____ TEXTE CHOISI
Voici une nouvelle citation qui montre dans quelle direction se dirige JFC, après de longs et éclairants développements : Circoncire la laïcité, compter avec elle et compter sur elle, requiert d’abord de la conter pour ce qu’elle a été. Sur la longue durée. Sans rechigner à remonter le temps. En vertu de la simple évidence qui condamne quiconque ignore son passé à ne pas connaître son avenir. Pour mieux dire ce que la religion française est, peut être et doit demeurer.
Cela me rappelle une phrase bien connue de Tocqueville : quand on ignore le passé on est condamné à avancer dans les ténèbres vers l’avenir.
En dépit de la longueur de ce compte-rendu, qui gagnerait encore à être étoffé, tant la richesse de ce volume est grande, je dois signaler brièvement, en fin de volume, les sagaces réflexions de l’auteur sur le fait juif ; nous y lisons un exposé et une analyse juste et objective, où l’antisémitisme théologique est nettement séparé de son frère jumeau moderne, reprenant d’autres motifs, comme le prétendu accaparement capitaliste et le pillage des richesses des pays d’accueil.
Pour Guénée, épris de la Judée antique à laquelle il a consacré de grandes études, il revient à la France d’admettre le fait juif dans sa parfaite irréductibilité et à sa toute proximité en instaurant les juifs de France dans leurs pleins droits…. Par l’un de ces échanges dont abonde la religion française, c’est cette fois un clerc d’église qui cristallise la question de la liberté de conscience chez les clercs d’état en accélérant la reconnaissance plénière sinon incessamment retardée du judaïsme.
Irréductibilité, irréductible, ces termes me rappellent une idée développée dans son ouvrage L’étoile de la rédemption (1921) Comme toute religion-culture (Hermann Cohen) digne de ce nom, le judaïsme ne saurait constituer une simple étape dans la marche vers l’idéal philosophique si cher à Hegel. On part de la culture pour aboutir à la foi, et non, l’inverse.
________
____ INFORMATIONS EXTRAITES
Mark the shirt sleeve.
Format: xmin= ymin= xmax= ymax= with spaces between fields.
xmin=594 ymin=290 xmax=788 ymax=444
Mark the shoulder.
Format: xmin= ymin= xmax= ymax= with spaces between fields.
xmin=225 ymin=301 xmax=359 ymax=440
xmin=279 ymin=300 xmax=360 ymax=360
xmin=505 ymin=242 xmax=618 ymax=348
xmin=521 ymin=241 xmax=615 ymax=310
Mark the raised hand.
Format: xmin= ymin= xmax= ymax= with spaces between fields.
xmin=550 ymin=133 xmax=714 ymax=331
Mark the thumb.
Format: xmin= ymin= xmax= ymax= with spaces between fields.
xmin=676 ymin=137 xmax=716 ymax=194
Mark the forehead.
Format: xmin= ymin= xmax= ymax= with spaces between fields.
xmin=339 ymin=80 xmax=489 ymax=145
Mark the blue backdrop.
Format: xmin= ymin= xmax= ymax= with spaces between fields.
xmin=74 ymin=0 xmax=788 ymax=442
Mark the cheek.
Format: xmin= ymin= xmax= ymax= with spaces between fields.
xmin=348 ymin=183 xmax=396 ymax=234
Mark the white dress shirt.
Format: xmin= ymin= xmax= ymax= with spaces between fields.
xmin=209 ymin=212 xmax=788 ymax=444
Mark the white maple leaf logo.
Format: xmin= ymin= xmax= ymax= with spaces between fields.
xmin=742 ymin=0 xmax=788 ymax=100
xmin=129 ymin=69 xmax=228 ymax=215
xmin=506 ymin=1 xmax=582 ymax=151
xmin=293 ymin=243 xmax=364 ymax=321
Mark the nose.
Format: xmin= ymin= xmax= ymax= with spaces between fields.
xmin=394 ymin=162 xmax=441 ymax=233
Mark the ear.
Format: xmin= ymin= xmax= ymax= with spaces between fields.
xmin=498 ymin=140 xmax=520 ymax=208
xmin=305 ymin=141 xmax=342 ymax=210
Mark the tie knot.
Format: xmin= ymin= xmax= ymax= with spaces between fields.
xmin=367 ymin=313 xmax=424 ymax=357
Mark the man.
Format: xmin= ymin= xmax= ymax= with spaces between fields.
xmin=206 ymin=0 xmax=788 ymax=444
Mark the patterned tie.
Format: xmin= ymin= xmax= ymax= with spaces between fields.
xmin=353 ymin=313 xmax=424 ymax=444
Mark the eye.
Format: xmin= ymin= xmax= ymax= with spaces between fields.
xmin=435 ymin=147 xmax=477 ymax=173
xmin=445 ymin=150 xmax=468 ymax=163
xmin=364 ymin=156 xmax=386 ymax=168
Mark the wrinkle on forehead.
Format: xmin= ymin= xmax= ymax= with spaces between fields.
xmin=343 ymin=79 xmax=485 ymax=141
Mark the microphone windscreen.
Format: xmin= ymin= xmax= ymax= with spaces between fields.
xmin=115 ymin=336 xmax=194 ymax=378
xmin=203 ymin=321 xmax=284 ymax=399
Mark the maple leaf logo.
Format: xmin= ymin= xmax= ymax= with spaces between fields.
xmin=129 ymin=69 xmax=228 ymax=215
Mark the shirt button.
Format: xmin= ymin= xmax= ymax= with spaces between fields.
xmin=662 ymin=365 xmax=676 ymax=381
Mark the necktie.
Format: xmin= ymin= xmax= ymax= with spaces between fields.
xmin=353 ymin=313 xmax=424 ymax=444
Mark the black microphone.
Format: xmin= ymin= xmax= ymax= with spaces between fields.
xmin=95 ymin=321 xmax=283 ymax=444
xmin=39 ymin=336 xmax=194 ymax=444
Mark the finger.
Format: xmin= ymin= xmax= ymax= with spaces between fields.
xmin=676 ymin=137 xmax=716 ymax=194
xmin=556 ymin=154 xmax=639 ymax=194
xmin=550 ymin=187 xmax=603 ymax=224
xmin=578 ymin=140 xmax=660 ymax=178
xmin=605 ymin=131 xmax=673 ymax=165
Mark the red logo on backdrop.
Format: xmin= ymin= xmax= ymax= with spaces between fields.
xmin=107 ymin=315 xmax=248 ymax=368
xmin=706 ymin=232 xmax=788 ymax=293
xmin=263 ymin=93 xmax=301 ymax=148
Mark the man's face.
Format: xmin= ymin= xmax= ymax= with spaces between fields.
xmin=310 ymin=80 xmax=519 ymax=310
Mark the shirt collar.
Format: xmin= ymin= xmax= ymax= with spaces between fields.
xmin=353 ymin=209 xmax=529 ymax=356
________
**ÉNONCÉ 1**
Recopiez le passage du compte rendu sur la laïcité qui commence par "Pour Guénée, épris" et se termine par "et non, l’inverse.".
**ÉNONCÉ 2**
D'après le compte rendu sur la laïcité, de quelle contrée antique Guénée était-il épris ?
**ÉNONCÉ 3**
Rédigez la suite du compte rendu sur la laïcité, en reprenant après sa dernière phrase.

**RÉPONSE ATTENDUE 1**
Pour Guénée, épris de la Judée antique à laquelle il a consacré de grandes études, il revient à la France d’admettre le fait juif dans sa parfaite irréductibilité et à sa toute proximité en instaurant les juifs de France dans leurs pleins droits…. Par l’un de ces échanges dont abonde la religion française, c’est cette fois un clerc d’église qui cristallise la question de la liberté de conscience chez les clercs d’état en accélérant la reconnaissance plénière sinon incessamment retardée du judaïsme.
Irréductibilité, irréductible, ces termes me rappellent une idée développée dans son ouvrage L’étoile de la rédemption (1921) Comme toute religion-culture (Hermann Cohen) digne de ce nom, le judaïsme ne saurait constituer une simple étape dans la marche vers l’idéal philosophique si cher à Hegel. On part de la culture pour aboutir à la foi, et non, l’inverse.

**RÉPONSE ATTENDUE 2**
De la Judée antique.

**RÉPONSE ATTENDUE 3**
Je choisis cette belle réflexion sur l’ensemble du livre que je cite ici même :
C’est bien la question de l’impossible souveraineté, spirituelle et temporelle, mais aussi de l’irrémissible réalité, que doit revêtir chaque souveraineté rapportée à soi, qui repose au fond de la religion française. Les heurts, les désastres et les abîmes qu’ont provoqués son essor et son cours s’expliquent par l’impossible stabilisation que les régimes successifs ont échouée à produire, tant que l’église s’est voulue un état dans l’état, puis contre l’état …
Je suis bien obligé de m’arrêter car j’ai conscience de faire long. Il y aurait bien d’autres idées à développer, tant ce livre répond à bien des questions que notre socio-culture actuelle se pose. Mais j’y reviendrai prochainement.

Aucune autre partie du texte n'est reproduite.